## Begin

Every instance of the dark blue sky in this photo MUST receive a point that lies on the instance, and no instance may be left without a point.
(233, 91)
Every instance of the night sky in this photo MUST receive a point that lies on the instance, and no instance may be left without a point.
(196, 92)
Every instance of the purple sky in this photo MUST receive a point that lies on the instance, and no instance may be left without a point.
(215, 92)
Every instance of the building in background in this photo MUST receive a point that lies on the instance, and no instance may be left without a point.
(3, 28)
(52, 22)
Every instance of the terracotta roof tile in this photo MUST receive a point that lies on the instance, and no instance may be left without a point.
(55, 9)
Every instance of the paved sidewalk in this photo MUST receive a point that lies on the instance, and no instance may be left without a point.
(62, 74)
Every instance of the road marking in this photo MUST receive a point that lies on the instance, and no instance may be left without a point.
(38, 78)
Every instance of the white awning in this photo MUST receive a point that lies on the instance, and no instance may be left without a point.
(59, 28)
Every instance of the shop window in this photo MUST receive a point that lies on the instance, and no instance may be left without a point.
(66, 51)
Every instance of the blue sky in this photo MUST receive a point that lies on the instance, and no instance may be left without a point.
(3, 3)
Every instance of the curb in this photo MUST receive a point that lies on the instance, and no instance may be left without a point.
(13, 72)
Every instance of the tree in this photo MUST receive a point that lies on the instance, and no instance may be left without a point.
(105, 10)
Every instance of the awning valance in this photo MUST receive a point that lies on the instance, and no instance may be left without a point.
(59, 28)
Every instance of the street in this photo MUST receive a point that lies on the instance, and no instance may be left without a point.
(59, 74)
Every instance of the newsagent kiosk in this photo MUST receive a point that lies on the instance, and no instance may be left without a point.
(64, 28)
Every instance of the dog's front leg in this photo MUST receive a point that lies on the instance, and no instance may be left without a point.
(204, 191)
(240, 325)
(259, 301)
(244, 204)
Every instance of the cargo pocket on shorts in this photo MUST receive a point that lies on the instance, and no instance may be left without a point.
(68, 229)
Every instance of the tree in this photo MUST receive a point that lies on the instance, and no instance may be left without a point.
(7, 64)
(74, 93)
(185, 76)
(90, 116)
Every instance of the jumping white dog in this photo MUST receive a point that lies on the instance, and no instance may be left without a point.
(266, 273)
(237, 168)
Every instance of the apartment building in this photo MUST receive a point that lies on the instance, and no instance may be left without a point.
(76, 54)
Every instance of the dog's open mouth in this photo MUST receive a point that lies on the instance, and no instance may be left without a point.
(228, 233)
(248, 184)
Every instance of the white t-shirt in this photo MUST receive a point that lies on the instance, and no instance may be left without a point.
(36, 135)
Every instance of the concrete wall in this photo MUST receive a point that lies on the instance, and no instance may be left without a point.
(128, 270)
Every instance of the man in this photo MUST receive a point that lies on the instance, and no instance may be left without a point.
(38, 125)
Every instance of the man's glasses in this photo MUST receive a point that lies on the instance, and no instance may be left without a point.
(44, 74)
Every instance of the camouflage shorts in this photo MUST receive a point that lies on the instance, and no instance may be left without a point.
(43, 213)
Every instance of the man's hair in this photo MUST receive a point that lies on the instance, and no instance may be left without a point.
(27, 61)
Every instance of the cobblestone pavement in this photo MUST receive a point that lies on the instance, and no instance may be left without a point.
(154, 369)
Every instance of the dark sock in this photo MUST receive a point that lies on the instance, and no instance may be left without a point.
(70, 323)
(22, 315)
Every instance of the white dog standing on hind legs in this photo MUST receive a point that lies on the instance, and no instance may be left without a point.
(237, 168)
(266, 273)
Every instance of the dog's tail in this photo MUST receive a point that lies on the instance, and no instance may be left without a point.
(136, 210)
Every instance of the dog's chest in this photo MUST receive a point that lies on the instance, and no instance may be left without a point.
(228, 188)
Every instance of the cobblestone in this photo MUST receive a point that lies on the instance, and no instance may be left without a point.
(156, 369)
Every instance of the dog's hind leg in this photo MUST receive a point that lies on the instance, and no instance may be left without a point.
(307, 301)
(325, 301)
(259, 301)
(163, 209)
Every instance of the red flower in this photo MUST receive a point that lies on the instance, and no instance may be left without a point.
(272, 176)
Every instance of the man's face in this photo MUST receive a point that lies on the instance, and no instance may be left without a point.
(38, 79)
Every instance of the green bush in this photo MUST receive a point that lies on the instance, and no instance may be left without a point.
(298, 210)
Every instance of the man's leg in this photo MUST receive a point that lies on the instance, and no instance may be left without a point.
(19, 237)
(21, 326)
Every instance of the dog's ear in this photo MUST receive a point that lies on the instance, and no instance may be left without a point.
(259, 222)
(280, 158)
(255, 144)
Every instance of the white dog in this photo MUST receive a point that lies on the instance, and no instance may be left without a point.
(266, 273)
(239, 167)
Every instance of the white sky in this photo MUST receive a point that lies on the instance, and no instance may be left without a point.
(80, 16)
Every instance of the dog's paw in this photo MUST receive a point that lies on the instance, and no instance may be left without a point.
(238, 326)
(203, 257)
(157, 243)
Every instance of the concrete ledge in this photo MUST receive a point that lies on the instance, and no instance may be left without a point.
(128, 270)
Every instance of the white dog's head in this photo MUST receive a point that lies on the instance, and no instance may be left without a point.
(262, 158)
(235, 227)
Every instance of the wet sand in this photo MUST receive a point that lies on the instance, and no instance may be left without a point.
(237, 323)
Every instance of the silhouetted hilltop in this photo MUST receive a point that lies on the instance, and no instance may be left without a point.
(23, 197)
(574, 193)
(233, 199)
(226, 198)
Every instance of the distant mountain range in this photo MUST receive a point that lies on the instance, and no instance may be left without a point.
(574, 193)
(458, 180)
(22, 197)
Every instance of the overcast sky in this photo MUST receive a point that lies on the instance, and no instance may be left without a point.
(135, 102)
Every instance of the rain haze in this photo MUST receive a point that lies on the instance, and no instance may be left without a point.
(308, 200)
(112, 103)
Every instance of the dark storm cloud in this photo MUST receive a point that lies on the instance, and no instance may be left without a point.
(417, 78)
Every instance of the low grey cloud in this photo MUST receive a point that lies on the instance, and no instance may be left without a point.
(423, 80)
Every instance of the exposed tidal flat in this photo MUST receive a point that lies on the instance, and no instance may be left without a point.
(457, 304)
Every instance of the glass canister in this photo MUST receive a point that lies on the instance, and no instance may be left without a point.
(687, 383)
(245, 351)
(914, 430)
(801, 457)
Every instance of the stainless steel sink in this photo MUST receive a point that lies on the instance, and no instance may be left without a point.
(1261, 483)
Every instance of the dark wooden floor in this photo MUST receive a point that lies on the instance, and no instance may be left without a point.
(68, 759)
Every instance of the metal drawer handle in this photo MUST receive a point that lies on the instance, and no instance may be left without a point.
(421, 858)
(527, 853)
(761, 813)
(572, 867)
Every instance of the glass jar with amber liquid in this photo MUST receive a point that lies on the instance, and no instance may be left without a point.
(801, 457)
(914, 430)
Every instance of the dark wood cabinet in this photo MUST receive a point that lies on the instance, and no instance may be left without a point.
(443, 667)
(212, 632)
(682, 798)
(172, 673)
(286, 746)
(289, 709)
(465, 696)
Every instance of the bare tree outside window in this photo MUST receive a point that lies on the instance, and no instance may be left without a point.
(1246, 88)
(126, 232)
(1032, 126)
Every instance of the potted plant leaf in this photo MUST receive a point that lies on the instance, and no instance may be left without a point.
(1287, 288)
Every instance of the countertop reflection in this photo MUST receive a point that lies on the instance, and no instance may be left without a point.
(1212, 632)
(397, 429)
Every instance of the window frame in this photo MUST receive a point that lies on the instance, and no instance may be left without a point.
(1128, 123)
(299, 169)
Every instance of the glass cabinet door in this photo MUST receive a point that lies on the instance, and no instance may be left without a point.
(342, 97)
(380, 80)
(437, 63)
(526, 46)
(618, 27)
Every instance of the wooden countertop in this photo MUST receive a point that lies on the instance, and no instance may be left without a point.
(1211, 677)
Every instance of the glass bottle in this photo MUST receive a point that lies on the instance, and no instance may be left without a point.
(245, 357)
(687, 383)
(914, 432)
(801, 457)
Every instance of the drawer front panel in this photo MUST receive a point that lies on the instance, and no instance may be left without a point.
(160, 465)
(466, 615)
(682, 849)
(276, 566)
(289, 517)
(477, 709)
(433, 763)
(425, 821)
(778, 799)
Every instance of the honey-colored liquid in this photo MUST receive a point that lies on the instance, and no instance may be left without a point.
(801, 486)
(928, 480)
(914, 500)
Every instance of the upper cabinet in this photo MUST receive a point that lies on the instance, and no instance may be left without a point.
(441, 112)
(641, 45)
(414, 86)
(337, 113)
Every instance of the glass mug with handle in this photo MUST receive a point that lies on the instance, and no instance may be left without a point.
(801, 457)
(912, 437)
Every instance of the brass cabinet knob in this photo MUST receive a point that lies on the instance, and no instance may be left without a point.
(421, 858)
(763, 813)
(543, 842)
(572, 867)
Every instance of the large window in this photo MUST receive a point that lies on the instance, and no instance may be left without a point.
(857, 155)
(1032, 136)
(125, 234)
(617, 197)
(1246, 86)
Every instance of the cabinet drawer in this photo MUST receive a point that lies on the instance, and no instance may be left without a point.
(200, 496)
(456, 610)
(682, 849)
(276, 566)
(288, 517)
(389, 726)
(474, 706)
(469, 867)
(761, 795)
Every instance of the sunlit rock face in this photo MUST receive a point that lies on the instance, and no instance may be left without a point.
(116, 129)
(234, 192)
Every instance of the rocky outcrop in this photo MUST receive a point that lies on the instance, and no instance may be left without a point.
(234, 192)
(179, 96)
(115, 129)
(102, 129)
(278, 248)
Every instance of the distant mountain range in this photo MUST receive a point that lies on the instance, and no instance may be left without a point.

## End

Write out the material again word for word, from the line containing "Every instance of the cabinet" through the last line, including both.

ANSWER FOR THIS EXERCISE:
Every instance of the cabinet drawer in this photo MUST receive a point that lies on the instance, and no instance may be left without a point.
(200, 496)
(456, 610)
(682, 849)
(276, 566)
(288, 517)
(389, 726)
(474, 706)
(469, 867)
(761, 795)
Every instance of the sunlit rock face in this photo MUST receive a point that lies on the instance, and no instance may be left without a point.
(116, 129)
(234, 192)
Every instance of the rocky outcrop in this photo MUST receive a point that lies on the instance, and no instance may be left without a point.
(234, 192)
(179, 96)
(115, 129)
(102, 129)
(278, 248)
Every instance of the distant mountain range in this photo MUST receive a point that lies on the instance, and no instance may be left without a point.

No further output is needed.